(Task material begins)

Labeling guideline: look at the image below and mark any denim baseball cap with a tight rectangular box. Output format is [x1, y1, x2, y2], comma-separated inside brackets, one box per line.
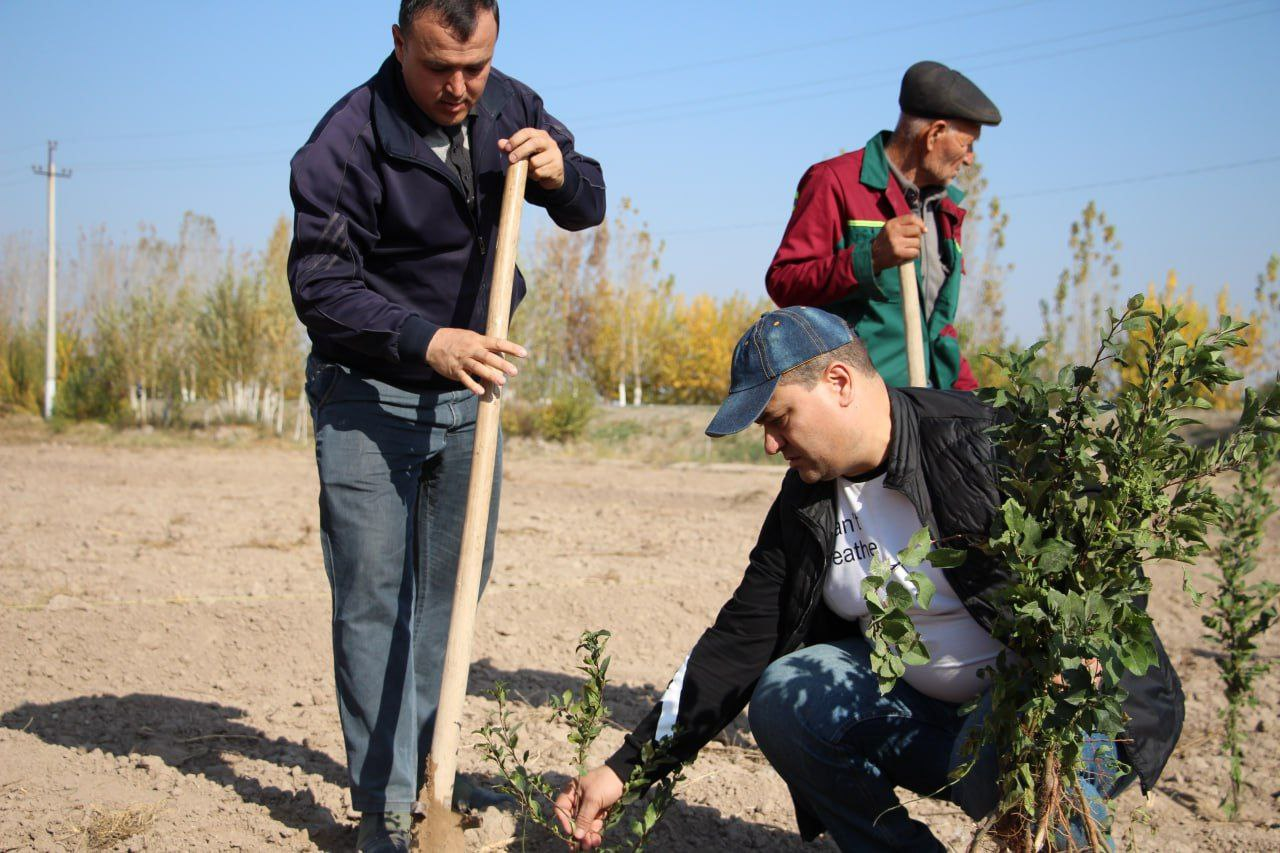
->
[706, 306, 854, 437]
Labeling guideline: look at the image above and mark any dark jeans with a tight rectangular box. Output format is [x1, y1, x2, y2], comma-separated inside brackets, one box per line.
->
[306, 355, 500, 813]
[748, 637, 1126, 852]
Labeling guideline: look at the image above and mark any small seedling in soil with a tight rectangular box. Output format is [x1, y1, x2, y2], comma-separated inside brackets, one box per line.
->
[1203, 436, 1280, 818]
[475, 629, 685, 851]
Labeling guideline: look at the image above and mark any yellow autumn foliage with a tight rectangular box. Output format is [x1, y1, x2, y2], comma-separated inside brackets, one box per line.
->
[1120, 271, 1262, 408]
[647, 292, 771, 404]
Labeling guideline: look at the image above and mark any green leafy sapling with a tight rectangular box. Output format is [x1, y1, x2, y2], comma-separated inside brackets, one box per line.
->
[475, 629, 686, 852]
[550, 628, 613, 778]
[860, 528, 940, 693]
[868, 296, 1280, 851]
[1202, 435, 1280, 818]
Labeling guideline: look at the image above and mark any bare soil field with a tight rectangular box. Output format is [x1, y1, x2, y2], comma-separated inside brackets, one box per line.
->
[0, 415, 1276, 851]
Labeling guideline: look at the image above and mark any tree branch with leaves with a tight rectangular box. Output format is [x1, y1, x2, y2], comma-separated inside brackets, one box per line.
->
[872, 295, 1280, 850]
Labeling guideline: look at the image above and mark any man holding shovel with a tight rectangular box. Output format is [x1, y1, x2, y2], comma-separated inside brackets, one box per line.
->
[765, 61, 1001, 391]
[287, 2, 605, 850]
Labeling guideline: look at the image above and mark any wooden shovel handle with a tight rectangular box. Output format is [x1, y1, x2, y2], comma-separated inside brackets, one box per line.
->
[899, 260, 927, 387]
[418, 159, 528, 834]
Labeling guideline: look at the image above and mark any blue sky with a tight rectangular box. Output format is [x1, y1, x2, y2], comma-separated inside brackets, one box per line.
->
[2, 0, 1278, 340]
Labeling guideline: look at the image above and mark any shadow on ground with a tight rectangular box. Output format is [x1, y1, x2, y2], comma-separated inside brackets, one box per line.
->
[469, 662, 800, 850]
[2, 662, 768, 851]
[470, 659, 755, 747]
[1, 694, 353, 851]
[470, 658, 662, 730]
[486, 797, 821, 853]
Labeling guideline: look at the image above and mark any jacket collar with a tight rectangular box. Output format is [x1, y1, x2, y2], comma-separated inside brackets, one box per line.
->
[861, 130, 966, 222]
[370, 53, 513, 188]
[793, 472, 833, 532]
[790, 386, 936, 537]
[883, 387, 937, 535]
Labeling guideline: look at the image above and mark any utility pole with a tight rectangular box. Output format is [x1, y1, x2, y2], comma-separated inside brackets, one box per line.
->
[32, 141, 72, 420]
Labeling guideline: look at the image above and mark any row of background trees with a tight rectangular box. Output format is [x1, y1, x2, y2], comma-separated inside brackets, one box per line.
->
[1, 166, 1276, 436]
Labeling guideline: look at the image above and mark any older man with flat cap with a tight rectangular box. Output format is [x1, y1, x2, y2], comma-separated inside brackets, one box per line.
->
[766, 61, 1001, 391]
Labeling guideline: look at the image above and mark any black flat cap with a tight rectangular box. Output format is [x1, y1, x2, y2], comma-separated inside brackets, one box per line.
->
[899, 60, 1001, 126]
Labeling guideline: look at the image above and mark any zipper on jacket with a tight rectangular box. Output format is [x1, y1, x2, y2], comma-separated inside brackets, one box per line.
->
[385, 148, 486, 257]
[784, 507, 835, 650]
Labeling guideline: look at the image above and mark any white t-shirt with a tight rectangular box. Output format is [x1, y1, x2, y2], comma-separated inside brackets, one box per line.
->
[822, 473, 1006, 703]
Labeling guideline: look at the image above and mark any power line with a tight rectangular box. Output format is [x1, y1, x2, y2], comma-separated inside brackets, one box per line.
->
[660, 220, 781, 238]
[550, 0, 1049, 91]
[0, 142, 43, 156]
[61, 119, 314, 146]
[73, 149, 295, 173]
[2, 121, 313, 156]
[2, 3, 1270, 181]
[577, 3, 1277, 132]
[0, 0, 1063, 153]
[1004, 154, 1280, 199]
[961, 5, 1277, 75]
[4, 2, 1266, 178]
[654, 154, 1280, 238]
[0, 2, 1040, 156]
[574, 0, 1264, 126]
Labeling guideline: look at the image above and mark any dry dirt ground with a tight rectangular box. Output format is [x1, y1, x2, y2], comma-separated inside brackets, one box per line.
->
[0, 422, 1276, 851]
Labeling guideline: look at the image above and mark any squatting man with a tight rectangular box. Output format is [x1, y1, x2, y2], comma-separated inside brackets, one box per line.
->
[556, 307, 1184, 852]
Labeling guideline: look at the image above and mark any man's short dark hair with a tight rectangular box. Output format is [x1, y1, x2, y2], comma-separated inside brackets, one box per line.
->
[779, 338, 876, 388]
[399, 0, 499, 39]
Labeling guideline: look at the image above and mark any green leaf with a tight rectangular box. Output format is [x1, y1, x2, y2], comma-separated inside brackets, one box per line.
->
[908, 572, 937, 610]
[1183, 568, 1205, 606]
[899, 527, 933, 568]
[927, 547, 967, 569]
[1036, 539, 1072, 575]
[885, 581, 915, 612]
[868, 552, 892, 580]
[881, 613, 913, 643]
[900, 639, 931, 666]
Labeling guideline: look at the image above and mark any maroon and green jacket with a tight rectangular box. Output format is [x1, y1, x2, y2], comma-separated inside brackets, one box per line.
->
[766, 131, 977, 391]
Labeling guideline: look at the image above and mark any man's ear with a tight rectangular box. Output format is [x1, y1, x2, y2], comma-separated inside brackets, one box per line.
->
[392, 24, 405, 62]
[925, 120, 949, 152]
[827, 362, 856, 407]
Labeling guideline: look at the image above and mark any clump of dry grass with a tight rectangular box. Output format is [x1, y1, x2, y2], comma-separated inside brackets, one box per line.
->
[60, 801, 166, 850]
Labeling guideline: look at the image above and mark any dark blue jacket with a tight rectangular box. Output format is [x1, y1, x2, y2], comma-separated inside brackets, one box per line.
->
[288, 54, 606, 390]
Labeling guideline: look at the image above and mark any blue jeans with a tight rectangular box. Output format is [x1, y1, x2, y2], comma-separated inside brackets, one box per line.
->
[306, 355, 501, 813]
[748, 637, 1126, 852]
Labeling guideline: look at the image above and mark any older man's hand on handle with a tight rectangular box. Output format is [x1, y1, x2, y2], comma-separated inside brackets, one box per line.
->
[869, 213, 931, 388]
[871, 213, 927, 274]
[553, 766, 625, 851]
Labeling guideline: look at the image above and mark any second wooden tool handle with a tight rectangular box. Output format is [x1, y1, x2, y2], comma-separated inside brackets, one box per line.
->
[899, 260, 927, 388]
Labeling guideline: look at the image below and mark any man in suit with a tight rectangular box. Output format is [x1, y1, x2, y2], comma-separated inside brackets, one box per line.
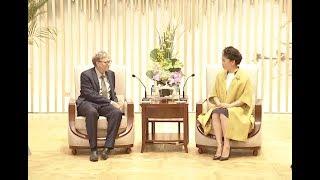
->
[76, 50, 123, 162]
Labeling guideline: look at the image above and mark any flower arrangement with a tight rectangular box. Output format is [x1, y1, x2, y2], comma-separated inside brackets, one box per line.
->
[146, 23, 184, 87]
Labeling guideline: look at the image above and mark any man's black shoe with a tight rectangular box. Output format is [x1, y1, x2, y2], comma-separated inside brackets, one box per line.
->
[100, 148, 111, 160]
[89, 150, 99, 162]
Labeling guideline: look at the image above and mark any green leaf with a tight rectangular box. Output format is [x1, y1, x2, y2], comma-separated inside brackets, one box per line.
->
[146, 70, 155, 80]
[150, 49, 160, 62]
[28, 20, 58, 46]
[168, 68, 181, 72]
[28, 0, 57, 46]
[162, 58, 173, 70]
[28, 0, 49, 23]
[173, 60, 184, 68]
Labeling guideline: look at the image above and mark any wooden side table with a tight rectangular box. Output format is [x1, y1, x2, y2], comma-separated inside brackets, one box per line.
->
[140, 102, 189, 153]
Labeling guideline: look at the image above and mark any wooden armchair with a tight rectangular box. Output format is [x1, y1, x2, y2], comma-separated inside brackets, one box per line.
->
[195, 64, 262, 156]
[68, 64, 134, 155]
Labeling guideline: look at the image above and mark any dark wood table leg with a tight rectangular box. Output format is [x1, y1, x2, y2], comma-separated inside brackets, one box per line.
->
[184, 104, 189, 153]
[152, 122, 155, 140]
[141, 107, 146, 153]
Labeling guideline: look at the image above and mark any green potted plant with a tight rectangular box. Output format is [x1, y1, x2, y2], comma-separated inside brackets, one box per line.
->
[28, 0, 57, 156]
[146, 23, 184, 97]
[28, 0, 57, 46]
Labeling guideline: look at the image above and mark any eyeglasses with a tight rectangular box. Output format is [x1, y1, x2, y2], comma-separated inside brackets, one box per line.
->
[99, 60, 112, 64]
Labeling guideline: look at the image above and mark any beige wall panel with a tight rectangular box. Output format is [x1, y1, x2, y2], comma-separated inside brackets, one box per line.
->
[28, 0, 292, 113]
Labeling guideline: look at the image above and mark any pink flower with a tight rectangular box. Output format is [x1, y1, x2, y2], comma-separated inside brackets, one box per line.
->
[153, 74, 160, 81]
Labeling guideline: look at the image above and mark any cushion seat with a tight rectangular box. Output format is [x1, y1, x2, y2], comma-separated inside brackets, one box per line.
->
[75, 115, 127, 138]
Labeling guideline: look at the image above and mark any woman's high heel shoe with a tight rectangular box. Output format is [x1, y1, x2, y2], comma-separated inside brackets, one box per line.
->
[213, 155, 221, 160]
[213, 146, 223, 160]
[220, 146, 231, 161]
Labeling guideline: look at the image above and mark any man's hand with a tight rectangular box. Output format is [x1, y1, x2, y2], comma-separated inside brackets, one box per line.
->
[118, 101, 124, 112]
[111, 101, 121, 109]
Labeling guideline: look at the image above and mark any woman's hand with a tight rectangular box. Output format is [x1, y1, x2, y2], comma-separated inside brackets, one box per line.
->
[218, 103, 232, 109]
[218, 100, 244, 108]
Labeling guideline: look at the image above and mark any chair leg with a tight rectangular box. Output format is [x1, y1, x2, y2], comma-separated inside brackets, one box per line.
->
[198, 148, 204, 154]
[126, 148, 132, 154]
[72, 149, 77, 155]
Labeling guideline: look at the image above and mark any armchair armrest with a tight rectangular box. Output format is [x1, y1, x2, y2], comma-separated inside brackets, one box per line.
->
[118, 98, 134, 137]
[254, 99, 262, 123]
[68, 98, 76, 123]
[68, 98, 88, 139]
[248, 99, 262, 137]
[196, 98, 207, 118]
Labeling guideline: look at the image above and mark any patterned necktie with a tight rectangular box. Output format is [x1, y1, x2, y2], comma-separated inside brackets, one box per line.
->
[100, 75, 110, 99]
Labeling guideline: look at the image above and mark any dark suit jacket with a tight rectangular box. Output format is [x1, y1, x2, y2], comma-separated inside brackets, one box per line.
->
[76, 67, 118, 109]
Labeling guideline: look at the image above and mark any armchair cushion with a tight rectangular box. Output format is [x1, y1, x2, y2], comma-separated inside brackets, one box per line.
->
[75, 115, 127, 138]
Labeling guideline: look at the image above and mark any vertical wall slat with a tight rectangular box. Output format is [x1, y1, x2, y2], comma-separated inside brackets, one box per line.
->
[99, 0, 103, 50]
[237, 0, 243, 62]
[230, 0, 235, 45]
[138, 0, 142, 102]
[245, 0, 251, 63]
[198, 0, 203, 102]
[203, 0, 211, 98]
[83, 0, 88, 64]
[253, 0, 259, 64]
[91, 0, 96, 55]
[206, 0, 211, 65]
[65, 0, 74, 105]
[115, 0, 119, 64]
[60, 0, 66, 112]
[182, 0, 187, 96]
[123, 0, 127, 65]
[107, 0, 111, 56]
[285, 0, 292, 112]
[269, 0, 274, 112]
[88, 0, 91, 19]
[52, 0, 57, 112]
[130, 0, 135, 106]
[189, 0, 196, 107]
[277, 0, 283, 112]
[72, 1, 81, 64]
[213, 0, 219, 64]
[153, 0, 157, 48]
[261, 0, 266, 109]
[221, 0, 226, 49]
[45, 2, 50, 112]
[161, 0, 164, 26]
[28, 44, 33, 112]
[169, 0, 173, 21]
[38, 2, 44, 112]
[174, 0, 179, 23]
[146, 0, 150, 90]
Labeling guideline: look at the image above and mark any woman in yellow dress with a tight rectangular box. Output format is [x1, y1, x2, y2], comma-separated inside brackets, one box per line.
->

(Task material ends)

▸ **What this task involves**
Reproduce each line of the records in which the word "table" appears.

▸ **Answer area**
Labeling guideline: look at the image above and mark any wooden side table with a tight rectangular box. Output format is [x1, y1, x2, y2], comma-separated inside brackets, one box per line.
Labeling guideline: look at the image above and mark any dark wood table leg with a tight rectangular box. Output format is [x1, y1, x2, y2], comma-separated inside brackets, one box per line.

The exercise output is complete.